### ASSIGNMENT:
All that should be output is the block of lines below from the line with "knee, with integer pixel coordinates." to the line with "Query: damaged yellow wall", both included, exactly as written.

### Stored data entries:

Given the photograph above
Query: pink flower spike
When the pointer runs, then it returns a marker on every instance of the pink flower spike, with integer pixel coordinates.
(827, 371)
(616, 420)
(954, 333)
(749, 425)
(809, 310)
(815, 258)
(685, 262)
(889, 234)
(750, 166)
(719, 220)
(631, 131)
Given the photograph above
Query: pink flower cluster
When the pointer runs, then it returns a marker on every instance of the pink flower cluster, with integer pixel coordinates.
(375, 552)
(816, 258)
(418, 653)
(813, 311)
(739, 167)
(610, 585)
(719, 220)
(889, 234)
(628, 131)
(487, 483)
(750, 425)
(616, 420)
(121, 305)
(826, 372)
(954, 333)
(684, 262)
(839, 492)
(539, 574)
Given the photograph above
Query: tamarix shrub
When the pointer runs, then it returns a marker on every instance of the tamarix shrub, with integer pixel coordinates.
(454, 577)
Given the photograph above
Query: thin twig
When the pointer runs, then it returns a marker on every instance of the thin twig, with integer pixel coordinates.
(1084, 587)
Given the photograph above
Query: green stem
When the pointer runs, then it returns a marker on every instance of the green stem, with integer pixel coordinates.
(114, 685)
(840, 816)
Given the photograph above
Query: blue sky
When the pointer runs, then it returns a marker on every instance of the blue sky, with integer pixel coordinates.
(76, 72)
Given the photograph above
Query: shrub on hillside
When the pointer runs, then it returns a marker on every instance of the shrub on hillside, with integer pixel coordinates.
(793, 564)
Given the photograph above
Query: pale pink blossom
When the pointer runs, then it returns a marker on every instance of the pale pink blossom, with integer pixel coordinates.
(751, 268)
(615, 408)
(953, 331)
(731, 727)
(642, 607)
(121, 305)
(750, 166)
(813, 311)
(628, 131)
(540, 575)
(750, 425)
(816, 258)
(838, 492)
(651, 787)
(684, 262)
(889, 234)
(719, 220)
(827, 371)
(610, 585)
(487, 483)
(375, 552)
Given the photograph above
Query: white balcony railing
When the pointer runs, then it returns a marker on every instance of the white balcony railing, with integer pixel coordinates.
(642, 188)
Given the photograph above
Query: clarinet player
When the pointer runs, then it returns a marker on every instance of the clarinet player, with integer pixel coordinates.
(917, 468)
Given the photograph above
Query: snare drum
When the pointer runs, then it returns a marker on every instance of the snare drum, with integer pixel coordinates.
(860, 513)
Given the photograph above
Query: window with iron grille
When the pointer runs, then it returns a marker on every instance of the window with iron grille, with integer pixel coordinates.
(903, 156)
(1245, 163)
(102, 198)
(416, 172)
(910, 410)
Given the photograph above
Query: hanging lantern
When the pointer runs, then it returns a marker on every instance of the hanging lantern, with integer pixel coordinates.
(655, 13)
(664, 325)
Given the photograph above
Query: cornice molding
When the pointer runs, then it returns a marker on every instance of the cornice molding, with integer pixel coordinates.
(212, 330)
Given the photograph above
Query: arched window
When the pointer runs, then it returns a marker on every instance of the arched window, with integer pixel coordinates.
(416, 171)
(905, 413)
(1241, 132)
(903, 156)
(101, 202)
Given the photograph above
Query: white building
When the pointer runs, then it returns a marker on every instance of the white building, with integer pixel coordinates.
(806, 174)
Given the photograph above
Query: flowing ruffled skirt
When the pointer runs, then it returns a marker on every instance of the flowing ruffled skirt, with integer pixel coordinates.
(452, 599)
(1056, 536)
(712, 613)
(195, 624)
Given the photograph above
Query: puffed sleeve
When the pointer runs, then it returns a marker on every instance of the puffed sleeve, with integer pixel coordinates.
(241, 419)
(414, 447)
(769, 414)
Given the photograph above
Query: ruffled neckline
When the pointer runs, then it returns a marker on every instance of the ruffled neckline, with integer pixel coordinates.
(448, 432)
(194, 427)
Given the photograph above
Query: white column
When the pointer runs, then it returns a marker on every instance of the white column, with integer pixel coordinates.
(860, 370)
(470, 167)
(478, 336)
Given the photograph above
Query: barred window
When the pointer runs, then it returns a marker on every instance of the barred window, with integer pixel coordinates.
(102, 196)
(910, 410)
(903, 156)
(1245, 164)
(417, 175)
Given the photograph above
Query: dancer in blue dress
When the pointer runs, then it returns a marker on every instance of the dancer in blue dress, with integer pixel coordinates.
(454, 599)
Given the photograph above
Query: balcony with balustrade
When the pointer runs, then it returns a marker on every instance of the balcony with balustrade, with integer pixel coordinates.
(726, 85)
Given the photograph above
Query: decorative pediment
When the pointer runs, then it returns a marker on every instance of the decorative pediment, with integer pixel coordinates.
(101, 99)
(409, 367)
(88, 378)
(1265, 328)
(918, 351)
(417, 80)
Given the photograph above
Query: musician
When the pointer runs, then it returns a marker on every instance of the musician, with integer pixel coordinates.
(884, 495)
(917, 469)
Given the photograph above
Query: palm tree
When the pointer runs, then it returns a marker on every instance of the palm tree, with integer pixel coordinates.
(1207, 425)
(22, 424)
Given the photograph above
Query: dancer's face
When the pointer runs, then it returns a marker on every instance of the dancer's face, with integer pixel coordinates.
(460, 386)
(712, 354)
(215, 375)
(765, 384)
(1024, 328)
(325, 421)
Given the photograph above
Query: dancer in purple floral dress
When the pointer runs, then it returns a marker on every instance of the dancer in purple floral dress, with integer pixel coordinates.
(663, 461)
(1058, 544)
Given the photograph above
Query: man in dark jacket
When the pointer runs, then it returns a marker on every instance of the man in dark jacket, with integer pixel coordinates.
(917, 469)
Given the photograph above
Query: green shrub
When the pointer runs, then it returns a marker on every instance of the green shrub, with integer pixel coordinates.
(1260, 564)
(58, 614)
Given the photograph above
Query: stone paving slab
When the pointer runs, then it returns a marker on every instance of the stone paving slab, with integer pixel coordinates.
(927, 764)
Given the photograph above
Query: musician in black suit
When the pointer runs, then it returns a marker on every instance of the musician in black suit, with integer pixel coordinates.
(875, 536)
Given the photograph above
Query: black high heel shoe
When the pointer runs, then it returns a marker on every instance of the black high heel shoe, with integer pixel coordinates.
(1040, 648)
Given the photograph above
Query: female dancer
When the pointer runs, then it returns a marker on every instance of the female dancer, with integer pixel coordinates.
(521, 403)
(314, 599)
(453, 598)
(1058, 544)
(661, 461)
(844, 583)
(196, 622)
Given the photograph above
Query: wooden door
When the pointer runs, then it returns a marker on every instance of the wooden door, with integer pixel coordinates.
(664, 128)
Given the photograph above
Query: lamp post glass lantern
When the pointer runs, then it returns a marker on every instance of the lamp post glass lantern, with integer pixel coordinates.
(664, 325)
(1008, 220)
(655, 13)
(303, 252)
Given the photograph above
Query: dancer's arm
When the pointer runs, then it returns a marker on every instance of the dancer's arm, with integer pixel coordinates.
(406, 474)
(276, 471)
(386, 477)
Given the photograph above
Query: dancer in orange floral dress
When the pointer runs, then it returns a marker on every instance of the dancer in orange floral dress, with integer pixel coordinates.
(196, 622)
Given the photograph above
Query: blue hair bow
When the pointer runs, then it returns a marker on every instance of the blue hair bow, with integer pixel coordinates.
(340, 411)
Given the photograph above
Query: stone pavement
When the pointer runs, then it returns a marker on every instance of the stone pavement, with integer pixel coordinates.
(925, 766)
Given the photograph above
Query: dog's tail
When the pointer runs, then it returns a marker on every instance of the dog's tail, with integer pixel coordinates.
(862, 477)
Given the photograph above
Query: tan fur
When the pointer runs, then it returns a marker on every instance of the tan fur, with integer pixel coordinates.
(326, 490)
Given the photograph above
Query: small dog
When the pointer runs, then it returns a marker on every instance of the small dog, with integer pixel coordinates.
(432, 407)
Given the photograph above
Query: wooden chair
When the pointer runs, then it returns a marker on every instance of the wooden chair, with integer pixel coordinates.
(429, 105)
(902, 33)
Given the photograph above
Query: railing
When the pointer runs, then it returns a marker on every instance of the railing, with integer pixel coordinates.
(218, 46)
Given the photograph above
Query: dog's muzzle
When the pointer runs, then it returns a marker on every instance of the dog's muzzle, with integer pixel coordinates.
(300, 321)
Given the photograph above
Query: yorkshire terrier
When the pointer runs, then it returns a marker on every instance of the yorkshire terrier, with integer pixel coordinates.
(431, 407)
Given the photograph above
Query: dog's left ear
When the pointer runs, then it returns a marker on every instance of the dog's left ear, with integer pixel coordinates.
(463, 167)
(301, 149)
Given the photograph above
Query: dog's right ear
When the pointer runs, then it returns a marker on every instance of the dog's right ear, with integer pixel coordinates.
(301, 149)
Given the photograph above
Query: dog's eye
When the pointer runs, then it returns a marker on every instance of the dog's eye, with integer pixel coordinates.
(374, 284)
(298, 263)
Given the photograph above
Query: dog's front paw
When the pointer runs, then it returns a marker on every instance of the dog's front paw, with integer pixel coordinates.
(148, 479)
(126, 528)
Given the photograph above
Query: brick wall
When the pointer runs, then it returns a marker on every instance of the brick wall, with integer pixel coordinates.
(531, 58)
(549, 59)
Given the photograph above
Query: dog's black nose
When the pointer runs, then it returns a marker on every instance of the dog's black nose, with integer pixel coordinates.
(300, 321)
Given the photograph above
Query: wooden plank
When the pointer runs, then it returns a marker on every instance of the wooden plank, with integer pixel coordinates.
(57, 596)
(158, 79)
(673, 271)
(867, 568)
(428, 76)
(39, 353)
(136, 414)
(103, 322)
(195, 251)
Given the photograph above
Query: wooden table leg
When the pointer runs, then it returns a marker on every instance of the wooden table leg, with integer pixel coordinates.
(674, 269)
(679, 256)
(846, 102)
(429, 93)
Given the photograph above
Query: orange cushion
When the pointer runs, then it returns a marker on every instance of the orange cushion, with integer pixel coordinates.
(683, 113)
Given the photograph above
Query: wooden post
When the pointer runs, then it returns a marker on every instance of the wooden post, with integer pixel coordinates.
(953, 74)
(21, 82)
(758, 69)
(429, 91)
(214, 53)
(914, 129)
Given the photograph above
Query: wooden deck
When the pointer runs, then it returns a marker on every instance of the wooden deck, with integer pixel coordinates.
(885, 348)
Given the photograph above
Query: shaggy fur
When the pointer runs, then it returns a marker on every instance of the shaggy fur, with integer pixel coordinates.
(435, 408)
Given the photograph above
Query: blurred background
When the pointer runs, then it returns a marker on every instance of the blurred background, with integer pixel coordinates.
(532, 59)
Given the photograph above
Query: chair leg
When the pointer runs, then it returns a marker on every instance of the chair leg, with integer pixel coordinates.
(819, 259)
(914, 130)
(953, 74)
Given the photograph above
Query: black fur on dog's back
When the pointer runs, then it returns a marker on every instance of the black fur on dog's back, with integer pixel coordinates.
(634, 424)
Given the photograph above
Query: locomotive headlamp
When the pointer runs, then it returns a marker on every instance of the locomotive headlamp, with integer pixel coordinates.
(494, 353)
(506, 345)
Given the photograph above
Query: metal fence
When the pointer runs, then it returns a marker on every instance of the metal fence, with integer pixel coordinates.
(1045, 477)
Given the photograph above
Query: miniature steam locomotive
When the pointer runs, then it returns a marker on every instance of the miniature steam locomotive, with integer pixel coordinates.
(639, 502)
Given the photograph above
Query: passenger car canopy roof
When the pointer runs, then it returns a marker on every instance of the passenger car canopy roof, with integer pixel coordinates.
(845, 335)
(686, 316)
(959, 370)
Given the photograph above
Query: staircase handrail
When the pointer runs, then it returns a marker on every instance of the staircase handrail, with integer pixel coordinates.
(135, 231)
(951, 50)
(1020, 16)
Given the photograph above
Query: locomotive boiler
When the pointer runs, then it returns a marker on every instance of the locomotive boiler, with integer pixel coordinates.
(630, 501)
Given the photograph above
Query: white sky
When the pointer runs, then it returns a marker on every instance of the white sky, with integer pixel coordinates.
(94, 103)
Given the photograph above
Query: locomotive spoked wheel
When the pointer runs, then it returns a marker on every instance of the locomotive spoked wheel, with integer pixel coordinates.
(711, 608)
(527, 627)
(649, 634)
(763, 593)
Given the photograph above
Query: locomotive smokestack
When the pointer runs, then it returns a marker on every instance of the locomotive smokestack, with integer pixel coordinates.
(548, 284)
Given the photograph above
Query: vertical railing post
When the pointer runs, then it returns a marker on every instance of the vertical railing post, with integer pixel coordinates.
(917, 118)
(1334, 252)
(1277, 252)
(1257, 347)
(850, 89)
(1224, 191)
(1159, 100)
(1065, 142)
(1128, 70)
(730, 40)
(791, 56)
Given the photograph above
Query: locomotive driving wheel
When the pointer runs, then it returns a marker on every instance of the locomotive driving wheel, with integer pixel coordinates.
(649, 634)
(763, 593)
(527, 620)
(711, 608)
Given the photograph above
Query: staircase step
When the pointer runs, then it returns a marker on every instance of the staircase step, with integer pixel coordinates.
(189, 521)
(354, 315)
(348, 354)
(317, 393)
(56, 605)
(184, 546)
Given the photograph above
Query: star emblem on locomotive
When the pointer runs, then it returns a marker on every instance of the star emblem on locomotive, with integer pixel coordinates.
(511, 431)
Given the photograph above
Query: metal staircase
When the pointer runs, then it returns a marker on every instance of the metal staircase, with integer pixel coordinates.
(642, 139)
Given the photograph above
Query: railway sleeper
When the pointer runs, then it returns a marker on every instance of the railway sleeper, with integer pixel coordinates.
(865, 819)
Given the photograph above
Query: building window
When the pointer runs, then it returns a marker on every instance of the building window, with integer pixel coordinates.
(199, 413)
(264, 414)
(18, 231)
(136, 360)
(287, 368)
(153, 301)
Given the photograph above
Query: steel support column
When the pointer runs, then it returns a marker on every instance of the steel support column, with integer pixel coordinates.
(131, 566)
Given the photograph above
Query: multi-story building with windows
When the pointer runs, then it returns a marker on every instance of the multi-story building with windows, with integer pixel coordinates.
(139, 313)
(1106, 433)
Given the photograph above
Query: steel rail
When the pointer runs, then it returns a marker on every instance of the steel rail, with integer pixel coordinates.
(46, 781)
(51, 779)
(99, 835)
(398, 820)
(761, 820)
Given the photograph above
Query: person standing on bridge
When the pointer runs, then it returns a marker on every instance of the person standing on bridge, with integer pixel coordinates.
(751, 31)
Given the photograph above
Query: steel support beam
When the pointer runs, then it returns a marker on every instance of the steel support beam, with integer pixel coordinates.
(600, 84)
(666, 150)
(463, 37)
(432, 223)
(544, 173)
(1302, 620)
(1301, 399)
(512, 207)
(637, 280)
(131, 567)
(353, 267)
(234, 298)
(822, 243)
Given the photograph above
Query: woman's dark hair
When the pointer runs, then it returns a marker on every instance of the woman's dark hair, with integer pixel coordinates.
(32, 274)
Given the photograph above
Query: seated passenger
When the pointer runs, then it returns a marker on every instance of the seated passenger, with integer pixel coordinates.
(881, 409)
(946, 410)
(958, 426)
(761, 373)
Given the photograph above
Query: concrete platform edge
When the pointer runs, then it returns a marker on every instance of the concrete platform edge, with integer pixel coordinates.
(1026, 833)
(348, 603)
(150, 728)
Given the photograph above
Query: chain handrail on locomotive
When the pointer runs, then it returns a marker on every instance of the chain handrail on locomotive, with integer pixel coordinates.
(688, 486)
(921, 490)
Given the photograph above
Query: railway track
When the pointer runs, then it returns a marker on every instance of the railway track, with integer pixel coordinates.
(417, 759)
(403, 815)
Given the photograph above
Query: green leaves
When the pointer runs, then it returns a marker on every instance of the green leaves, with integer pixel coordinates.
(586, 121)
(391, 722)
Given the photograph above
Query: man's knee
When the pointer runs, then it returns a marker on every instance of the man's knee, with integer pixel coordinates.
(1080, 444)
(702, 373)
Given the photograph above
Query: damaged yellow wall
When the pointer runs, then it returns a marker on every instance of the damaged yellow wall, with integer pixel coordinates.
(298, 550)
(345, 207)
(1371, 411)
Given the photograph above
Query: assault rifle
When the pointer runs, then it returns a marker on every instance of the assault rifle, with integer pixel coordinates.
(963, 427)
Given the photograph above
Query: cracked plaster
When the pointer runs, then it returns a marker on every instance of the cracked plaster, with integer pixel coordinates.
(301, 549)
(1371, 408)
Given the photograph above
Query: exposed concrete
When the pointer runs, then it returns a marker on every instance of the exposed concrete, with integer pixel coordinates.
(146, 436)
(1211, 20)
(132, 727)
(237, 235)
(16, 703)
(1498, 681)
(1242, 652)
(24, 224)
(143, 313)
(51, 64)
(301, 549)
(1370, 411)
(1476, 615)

### OUTPUT OF THE EXERCISE:
When the pointer runs, then it returns a marker on every instance of the man's knee, with integer pixel coordinates.
(1080, 444)
(702, 373)
Given the photograph above
Query: damaged yellow wall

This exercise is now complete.